Instructions for the task:
Answer these about the forum thread below, one answer a line:
1. In the seafood example, what is the partner actually?
2. Which two plans does Mish first suggest talking about?
3. Where does rhodered plan to take a trip?

Excerpt to read:
◆ ◆ ◆ ◆

You can't say your partner love to eat seafood, but then she / he is actually allergic to seafood.


----------



## rhodered (Nov 18, 2012)

really....its that simple? I would hope if people are in a committed relationship they would know those things about one another...I cant believe that's even a question.


----------



## rhodered (Nov 18, 2012)

so I am still sure not to write though...I mean I CLEARLY know all that stuff...they actually want me to say it?


----------



## Mish (Jan 13, 2013)

Maybe they want to know your future plans. So talk about if you have plans to have kids and buy a house. If you already have a house maybe your plans are to do some repairs or fix it up. Maybe you aren't having kids so your plans are to travel the world or buy investment properties together.

Just some ideas for you. Not sure if is correct since we aren't at that stage yet but maybe someone else can give you some ideas.


----------



## rhodered (Nov 18, 2012)

yeah we have a home together, plan to have kids (submitting IVF docs) and plan on a trip to Scandinavia and plan on shipping over a car from the states over to here. it seams like they ask the same questions in different sections but worded differently. I wish they would just say " we want this,this, and this" and I woul give them that...I got so much evidence I wish they would just come over for a feed it would be much easier lol


----------



## GBP (Jun 1, 2013)

◆ ◆ ◆ ◆

Supplied information:
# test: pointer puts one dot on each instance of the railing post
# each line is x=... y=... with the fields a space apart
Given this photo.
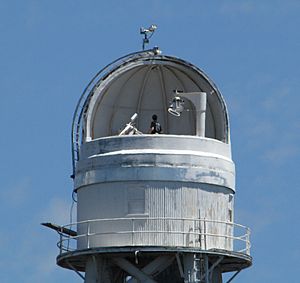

◆ ◆ ◆ ◆

Task answer:
1. Allergic to seafood.
2. Having kids and buying a house.
3. Scandinavia.